=== What is needed ===
Pick out every line in the items below that contains the word "puppy", with case counting, and copy each of those lines in full.

=== Available records ===
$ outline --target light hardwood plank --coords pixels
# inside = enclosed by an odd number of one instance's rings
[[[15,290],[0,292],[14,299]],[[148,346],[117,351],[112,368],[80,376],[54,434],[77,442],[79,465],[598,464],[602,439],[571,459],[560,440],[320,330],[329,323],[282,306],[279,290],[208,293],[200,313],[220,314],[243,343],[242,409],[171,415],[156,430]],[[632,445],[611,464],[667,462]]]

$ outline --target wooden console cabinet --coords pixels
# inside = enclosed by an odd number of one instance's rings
==
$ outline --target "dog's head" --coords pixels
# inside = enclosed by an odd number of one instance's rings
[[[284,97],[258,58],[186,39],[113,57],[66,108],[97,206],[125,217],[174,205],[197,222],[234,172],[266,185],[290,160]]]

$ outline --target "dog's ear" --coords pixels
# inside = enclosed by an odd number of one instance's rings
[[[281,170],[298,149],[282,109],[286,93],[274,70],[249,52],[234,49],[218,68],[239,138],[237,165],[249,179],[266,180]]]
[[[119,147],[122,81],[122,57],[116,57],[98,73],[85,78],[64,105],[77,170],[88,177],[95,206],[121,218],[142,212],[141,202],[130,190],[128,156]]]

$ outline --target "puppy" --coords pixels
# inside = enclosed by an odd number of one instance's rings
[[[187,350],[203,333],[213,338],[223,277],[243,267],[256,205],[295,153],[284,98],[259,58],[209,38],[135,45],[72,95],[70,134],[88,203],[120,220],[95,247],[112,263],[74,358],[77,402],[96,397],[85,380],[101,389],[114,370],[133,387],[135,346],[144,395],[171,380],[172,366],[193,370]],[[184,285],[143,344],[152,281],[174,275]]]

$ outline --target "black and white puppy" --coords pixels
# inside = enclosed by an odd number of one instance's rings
==
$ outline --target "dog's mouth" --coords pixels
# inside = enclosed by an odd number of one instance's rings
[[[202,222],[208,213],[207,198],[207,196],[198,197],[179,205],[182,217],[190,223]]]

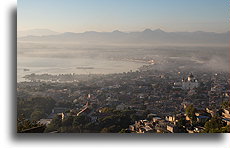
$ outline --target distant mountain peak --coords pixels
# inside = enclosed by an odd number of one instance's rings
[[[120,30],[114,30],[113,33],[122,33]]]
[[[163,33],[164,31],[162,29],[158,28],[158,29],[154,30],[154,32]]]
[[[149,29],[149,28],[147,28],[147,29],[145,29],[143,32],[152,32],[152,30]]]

=== Written response ===
$ outline --target "puppy" --coords pixels
$ outline --target "black and white puppy" --coords pixels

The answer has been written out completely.